**Fragmento extraído**
═══
A esto hay que decir lo siguiente: la resurrección de Jesús pertenece, indudablemente, a la sustancia básica, irrenunciable, de la fe cristiana. Pero no debe ser interpretada equivocadamente, en un sentido fundamentalista-antijudío. El propio Pablo recuerda a todos los triunfalistas cristianos de Corinto que el Resucitado es y seguirá siendo el Crucificado, y que por tanto nadie tiene motivos para celebrar triunfos ni para vanagloriarse. Si la resurrección se entiende con arreglo a la Escritura, no podrá entenderse
jamás como un mensaje contra los judíos
. No se trata de una verdad no-judía, que quiere anonadar, sino de una verdad procedente del judaísmo, que quiere dar esperanza a todos. No es superación, sino conservación, de una verdad judía. El Señor resucitado invita a una gran decisión contra la muerte y por la vida, y esa decisión cada individuo debe tomarla a su manera.

- V -

Espíritu Santo:

Iglesia,

Comunión de los Santos y

perdón de los pecados

No ha sido fácil hablar de Dios a los hombres de hoy, y más difícil aún hablarles del Hijo de Dios. ¿Mas cómo habrá que hablarles del Espíritu Santo de Dios, que no es posible captar, ni representar, ni, por supuesto, pintar?

1. Pintura desmaterializada

Pues bien, en la historia del arte occidental hay un pintor a quien se atribuye, en mayor medida que a otros, una fuerte tendencia a la desmaterialización. Muchos de sus cuadros están penetrados de una extática agitación. Con frecuencia, el espacio pintado por él es más insinuación simbólica que realidad; predomina la línea vertical, el movimiento ascendente. Las figuras aparecen estiradas artificialmente, alargadas de forma antinatural; el juego de luces y sombras está cargado de dramatismo; los contornos flamean. Y si hay belleza, ésta ha perdido en gran parte la materialidad, si se exceptúan los expresivos ojos de muchas de sus figuras.
═══
**Solicitud escrita A**
Reescribe en forma de lista el párrafo del fragmento extraído que empieza con "Pues bien, en la historia del arte occidental", conservando sus datos principales.
**Solicitud escrita B**
Traduce al inglés la frase del fragmento extraído "No es superación, sino conservación, de una verdad judía."
**Solicitud escrita C**
Según el fragmento extraído, ¿qué recuerda Pablo a los triunfalistas cristianos de Corinto?

Datos de etiquetado de coordenadas
═══
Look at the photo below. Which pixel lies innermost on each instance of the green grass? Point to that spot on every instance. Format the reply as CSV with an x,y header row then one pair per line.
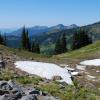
x,y
87,52
21,53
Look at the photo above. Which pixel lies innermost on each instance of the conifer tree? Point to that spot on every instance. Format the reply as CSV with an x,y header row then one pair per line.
x,y
28,45
80,39
60,46
63,43
1,39
23,38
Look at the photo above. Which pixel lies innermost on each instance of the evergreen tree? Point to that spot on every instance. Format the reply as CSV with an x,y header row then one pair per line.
x,y
35,48
28,45
1,39
80,39
60,46
63,43
23,38
5,39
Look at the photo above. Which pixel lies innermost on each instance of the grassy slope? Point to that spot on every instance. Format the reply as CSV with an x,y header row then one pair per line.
x,y
21,53
88,52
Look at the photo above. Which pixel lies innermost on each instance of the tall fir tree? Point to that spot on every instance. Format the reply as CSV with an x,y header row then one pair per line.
x,y
24,38
28,45
80,39
57,47
1,39
60,46
35,48
63,43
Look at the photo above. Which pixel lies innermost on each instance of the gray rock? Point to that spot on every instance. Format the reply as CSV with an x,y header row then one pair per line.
x,y
15,87
29,97
5,86
8,97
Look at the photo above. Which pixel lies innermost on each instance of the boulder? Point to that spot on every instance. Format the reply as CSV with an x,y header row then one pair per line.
x,y
29,97
5,86
54,78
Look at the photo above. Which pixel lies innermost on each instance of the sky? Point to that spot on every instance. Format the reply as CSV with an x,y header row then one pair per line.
x,y
16,13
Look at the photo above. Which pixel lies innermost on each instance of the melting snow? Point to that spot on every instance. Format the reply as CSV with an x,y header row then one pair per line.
x,y
94,62
45,70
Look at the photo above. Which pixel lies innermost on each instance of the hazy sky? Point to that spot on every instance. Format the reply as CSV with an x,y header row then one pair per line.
x,y
16,13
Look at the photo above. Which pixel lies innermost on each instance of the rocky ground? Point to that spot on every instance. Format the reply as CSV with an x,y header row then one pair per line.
x,y
9,90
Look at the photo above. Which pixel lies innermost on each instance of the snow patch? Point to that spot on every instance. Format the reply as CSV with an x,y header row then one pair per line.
x,y
80,67
94,62
45,70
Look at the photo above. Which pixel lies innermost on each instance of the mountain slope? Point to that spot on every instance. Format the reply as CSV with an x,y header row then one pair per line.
x,y
87,52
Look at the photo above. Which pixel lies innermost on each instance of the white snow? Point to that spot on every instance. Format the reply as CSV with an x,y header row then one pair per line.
x,y
45,70
80,67
91,77
70,69
94,62
74,73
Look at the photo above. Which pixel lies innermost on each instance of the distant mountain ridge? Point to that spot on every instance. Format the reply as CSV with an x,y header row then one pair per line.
x,y
37,30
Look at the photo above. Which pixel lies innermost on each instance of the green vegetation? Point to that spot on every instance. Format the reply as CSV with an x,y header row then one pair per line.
x,y
80,39
68,92
28,80
86,52
61,44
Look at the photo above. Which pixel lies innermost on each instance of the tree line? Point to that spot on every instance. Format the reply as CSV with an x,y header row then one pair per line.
x,y
80,39
27,44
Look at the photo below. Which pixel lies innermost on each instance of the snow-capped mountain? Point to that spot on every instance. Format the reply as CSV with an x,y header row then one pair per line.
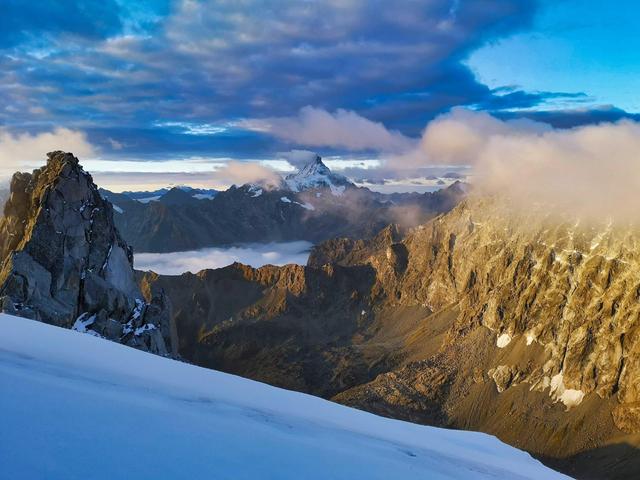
═══
**Solución del problema A**
- En la historia del arte occidental hay un pintor al que se atribuye, más que a otros, una fuerte tendencia a la desmaterialización.
- Muchos de sus cuadros están penetrados de una agitación extática.
- Su espacio pintado suele ser más insinuación simbólica que realidad, con predominio de la línea vertical y del movimiento ascendente.
- Las figuras aparecen estiradas y alargadas de forma antinatural.
- El juego de luces y sombras está cargado de dramatismo, y los contornos flamean.
- La belleza ha perdido en gran parte su materialidad, salvo los expresivos ojos de muchas de sus figuras.

**Solución del problema B**
It is not the overcoming, but the preservation, of a Jewish truth.

**Solución del problema C**
Que el Resucitado es y seguirá siendo el Crucificado, y que por tanto nadie tiene motivos para celebrar triunfos ni para vanagloriarse.